▶ [ENTRIES]:

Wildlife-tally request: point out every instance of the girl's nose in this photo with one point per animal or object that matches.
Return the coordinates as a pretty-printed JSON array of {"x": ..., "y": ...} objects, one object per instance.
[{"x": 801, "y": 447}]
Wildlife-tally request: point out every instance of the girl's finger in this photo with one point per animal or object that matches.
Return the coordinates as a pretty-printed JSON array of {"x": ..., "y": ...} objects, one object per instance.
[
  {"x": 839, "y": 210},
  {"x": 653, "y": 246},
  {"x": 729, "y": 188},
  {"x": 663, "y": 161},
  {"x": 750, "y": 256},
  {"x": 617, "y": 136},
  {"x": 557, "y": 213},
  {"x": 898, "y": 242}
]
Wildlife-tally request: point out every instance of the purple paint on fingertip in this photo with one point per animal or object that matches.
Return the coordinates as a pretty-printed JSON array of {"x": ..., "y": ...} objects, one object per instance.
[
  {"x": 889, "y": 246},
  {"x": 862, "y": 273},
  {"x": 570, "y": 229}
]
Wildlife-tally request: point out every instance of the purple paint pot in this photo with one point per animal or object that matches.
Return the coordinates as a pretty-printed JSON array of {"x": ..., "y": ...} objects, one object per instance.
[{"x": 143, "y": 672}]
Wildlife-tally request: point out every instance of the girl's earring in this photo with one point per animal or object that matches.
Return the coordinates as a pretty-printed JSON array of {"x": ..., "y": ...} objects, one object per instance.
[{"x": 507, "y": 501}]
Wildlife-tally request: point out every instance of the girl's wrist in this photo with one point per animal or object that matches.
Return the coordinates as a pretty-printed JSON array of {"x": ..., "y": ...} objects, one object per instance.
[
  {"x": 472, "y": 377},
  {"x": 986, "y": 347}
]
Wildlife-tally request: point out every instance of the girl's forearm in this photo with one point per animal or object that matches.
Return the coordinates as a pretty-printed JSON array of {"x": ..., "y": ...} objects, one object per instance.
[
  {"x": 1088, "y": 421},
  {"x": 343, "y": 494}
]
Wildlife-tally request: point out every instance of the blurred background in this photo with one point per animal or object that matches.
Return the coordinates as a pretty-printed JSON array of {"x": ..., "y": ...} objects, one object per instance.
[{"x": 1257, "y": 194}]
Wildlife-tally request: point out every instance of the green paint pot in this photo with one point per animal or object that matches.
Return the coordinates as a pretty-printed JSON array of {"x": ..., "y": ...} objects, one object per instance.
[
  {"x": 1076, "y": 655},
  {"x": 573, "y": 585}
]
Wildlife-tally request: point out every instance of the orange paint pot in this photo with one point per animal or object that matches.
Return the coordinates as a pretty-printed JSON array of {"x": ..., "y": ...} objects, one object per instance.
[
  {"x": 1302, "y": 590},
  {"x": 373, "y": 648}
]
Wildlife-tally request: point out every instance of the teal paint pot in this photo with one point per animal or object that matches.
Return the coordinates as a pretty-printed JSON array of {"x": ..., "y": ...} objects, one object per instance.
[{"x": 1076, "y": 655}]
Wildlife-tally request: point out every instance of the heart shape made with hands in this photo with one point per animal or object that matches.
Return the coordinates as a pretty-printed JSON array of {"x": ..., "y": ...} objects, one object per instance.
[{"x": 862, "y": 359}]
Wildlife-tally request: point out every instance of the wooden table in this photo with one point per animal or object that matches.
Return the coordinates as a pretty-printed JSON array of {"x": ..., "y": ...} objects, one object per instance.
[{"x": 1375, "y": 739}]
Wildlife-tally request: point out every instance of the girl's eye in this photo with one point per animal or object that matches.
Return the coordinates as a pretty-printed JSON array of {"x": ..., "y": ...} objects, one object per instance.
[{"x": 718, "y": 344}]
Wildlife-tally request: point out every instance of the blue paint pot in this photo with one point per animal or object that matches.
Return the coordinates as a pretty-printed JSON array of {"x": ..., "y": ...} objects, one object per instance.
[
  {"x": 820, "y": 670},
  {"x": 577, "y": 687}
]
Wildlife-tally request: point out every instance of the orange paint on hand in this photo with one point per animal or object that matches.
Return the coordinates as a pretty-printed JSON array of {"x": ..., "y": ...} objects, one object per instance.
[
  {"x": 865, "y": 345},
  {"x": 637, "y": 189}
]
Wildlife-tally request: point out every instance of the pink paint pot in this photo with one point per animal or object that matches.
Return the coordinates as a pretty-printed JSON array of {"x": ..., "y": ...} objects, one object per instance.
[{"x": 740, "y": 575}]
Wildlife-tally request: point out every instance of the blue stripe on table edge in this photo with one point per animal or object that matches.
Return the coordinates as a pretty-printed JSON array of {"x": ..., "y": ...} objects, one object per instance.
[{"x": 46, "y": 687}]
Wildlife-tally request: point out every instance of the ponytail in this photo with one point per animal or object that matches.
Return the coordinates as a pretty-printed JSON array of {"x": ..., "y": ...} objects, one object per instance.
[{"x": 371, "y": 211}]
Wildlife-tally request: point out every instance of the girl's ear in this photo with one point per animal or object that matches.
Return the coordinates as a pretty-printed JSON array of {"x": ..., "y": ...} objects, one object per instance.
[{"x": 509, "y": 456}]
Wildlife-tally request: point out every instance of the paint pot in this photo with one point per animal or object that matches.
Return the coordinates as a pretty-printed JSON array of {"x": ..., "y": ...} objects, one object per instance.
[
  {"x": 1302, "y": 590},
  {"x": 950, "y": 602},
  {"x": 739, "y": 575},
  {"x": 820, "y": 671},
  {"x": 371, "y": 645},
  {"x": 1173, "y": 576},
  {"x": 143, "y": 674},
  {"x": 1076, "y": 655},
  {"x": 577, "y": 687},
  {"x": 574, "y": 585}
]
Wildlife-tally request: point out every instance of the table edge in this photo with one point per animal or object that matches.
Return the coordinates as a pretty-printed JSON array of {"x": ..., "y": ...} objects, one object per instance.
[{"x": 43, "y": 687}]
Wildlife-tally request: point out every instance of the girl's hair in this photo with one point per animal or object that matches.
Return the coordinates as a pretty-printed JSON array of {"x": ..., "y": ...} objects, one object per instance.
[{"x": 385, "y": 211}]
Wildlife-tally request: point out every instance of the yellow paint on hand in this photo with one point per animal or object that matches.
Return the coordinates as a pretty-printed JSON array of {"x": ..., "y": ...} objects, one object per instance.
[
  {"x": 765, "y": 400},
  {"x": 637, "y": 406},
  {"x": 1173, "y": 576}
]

▶ [WRITTEN TASK]:
Convert all of the items above into a numbered list, leaving out any blank lines.

▶ [WRITTEN ANSWER]:
1. Wildlife-tally request: point out every instance of the girl's nose in this photo with one point per animal or object that matches.
2. Return the coordinates as a pretty-printed JSON array of {"x": ..., "y": ...} objects, one object per instance.
3. [{"x": 801, "y": 447}]
4. Wildlife-tally request: point out every instance of the girl's finger in this photo with one point per animal or object that matches.
5. Return the coordinates as a pretty-printed JSON array of {"x": ..., "y": ...} objects, one object per instance.
6. [
7.   {"x": 839, "y": 210},
8.   {"x": 653, "y": 246},
9.   {"x": 729, "y": 188},
10.   {"x": 663, "y": 161},
11.   {"x": 750, "y": 256},
12.   {"x": 617, "y": 136},
13.   {"x": 557, "y": 213},
14.   {"x": 898, "y": 242}
15. ]
16. Wildlife-tally request: point out every instance of the purple paint on fingertip in this photo with one point per animal or object that matches.
17. Return the coordinates as a pretty-printed JSON array of {"x": ..., "y": ...} objects, one object per instance.
18. [
19.   {"x": 889, "y": 246},
20.   {"x": 862, "y": 273},
21.   {"x": 570, "y": 229}
22. ]
23. Wildlife-tally request: point out every instance of the purple paint pot in this photo with one point per animal or object that matches.
24. Return the coordinates as a pretty-printed JSON array of {"x": ..., "y": ...} objects, one object per instance.
25. [{"x": 143, "y": 672}]
26. Wildlife-tally request: point out every instance of the girl's earring in this photo with one point per animal or object that matches.
27. Return the coordinates as a pretty-printed JSON array of {"x": ..., "y": ...} objects, one object per instance.
28. [{"x": 507, "y": 501}]
29. Wildlife-tally request: point out every instance of the girl's wrist in this photo with one point per animal or object that matches.
30. Return the coordinates as a pretty-printed JSON array of {"x": ..., "y": ...} objects, one object per instance.
31. [
32.   {"x": 472, "y": 377},
33.   {"x": 986, "y": 347}
34. ]
35. Wildlife-tally request: point out every instance of the girl's forearm in this photo with one point per animal or object that matches.
36. Return the coordinates as a pretty-printed JSON array of {"x": ..., "y": ...} objects, one object per instance.
37. [
38.   {"x": 1088, "y": 421},
39.   {"x": 343, "y": 494}
40. ]
41. Wildlife-tally request: point out every instance of the blurred background in this photo with one point per animal or object that matches.
42. Return the coordinates as a pretty-printed JSON array of {"x": ..., "y": ...} objects, one object per instance.
43. [{"x": 1257, "y": 194}]
44. Wildlife-tally request: point out every instance of the green paint pot in this photo with one point per animal or object that matches.
45. Return the coordinates as a pretty-printed JSON array of {"x": ..., "y": ...} objects, one object per instance.
46. [
47.   {"x": 1076, "y": 655},
48.   {"x": 573, "y": 585}
49. ]
50. Wildlife-tally request: point out every instance of the orange paint pot in this photo with one point per animal or object that matches.
51. Return the coordinates as a pretty-printed JSON array of {"x": ..., "y": ...} objects, one object per instance.
52. [
53.   {"x": 1302, "y": 590},
54.   {"x": 373, "y": 648}
55. ]
56. Wildlife-tally request: point out every instance of the teal paint pot in this photo with one point per animal or object that matches.
57. Return the coordinates as a pretty-printed JSON array of {"x": ..., "y": ...} objects, one object per instance.
58. [{"x": 1076, "y": 655}]
59. Wildlife-tally request: point out every instance of the heart shape made with hands in this photo with one point per animal or object that matches.
60. Return the coordinates as a pretty-printed JSON array of {"x": ..., "y": ...} objects, one object per instance.
61. [{"x": 862, "y": 359}]
62. Wildlife-tally request: point out every instance of the wooden table in this photo with one point per animal or object that matches.
63. Return the coordinates as a pretty-printed JSON array of {"x": ..., "y": ...} objects, one object per instance.
64. [{"x": 1375, "y": 739}]
65. Wildlife-tally request: point out every instance of the girl's eye in this photo with one point per animal or object that matches.
66. Return the coordinates as a pretty-printed JSON array of {"x": ..., "y": ...} objects, one object per instance.
67. [{"x": 718, "y": 344}]
68. Wildlife-tally request: point out every instance of the blue paint pot in this photo with one point per animal or object that matches.
69. Return the coordinates as a pretty-printed JSON array of {"x": ..., "y": ...} objects, one object per instance.
70. [
71.   {"x": 820, "y": 670},
72.   {"x": 577, "y": 687}
73. ]
74. Wildlife-tally request: point out every instance of the orange paint on hand in this photo with one point per animal or object that matches.
75. Return the coordinates as a pretty-printed JSON array of {"x": ..., "y": ...} objects, one object per instance.
76. [
77.   {"x": 865, "y": 345},
78.   {"x": 637, "y": 189}
79. ]
80. Wildlife-tally request: point out every instance of the pink paint pot in this photo with one point per animal or object that matches.
81. Return the coordinates as a pretty-printed JSON array of {"x": ..., "y": ...} objects, one object per instance.
82. [{"x": 740, "y": 575}]
83. Wildlife-tally request: point out every instance of the blue stripe on table edge in this photo with one point per animal or object that matches.
84. Return the coordinates as a pretty-printed JSON array of {"x": ..., "y": ...} objects, one object per instance.
85. [{"x": 46, "y": 687}]
86. Wildlife-tally request: point out every instance of the ponytail in this photo with one point per animal or object that matches.
87. Return the coordinates as a pretty-printed JSON array of {"x": ..., "y": ...} objects, one object per instance.
88. [{"x": 371, "y": 211}]
89. Wildlife-tally request: point out every instance of the girl's ear in this photo with one point per animal or object that matches.
90. Return the coordinates as a pretty-printed JSON array of {"x": ..., "y": ...} objects, one object per instance.
91. [{"x": 509, "y": 456}]
92. Wildlife-tally request: point out every instance of the paint pot in this photo with one point per animal or object that matches.
93. Return the coordinates as a pretty-printed JSON array of {"x": ..., "y": ...} objects, one object per instance.
94. [
95.   {"x": 1302, "y": 590},
96.   {"x": 950, "y": 602},
97.   {"x": 739, "y": 575},
98.   {"x": 820, "y": 671},
99.   {"x": 371, "y": 645},
100.   {"x": 1173, "y": 576},
101.   {"x": 143, "y": 674},
102.   {"x": 1076, "y": 655},
103.   {"x": 577, "y": 687},
104.   {"x": 574, "y": 585}
105. ]
106. Wildlife-tally request: point out every instance of the table edge in this photo with one point per animal or object that matches.
107. Return the coordinates as a pretty-printed JSON array of {"x": ..., "y": ...} objects, one object per instance.
108. [{"x": 43, "y": 687}]
109. Wildlife-tally request: point out every instance of the girl's hair in this photo with one point per animal or object that matches.
110. Return the coordinates as a pretty-printed JSON array of {"x": ..., "y": ...} objects, one object per instance.
111. [{"x": 385, "y": 211}]
112. Wildlife-tally request: point out every instance of the yellow paint on hand in this photo with one point per animal or object that matches.
113. Return the coordinates as a pretty-printed JSON array of {"x": ..., "y": ...} objects, one object per instance.
114. [
115.   {"x": 765, "y": 400},
116.   {"x": 637, "y": 406},
117.   {"x": 1173, "y": 576}
118. ]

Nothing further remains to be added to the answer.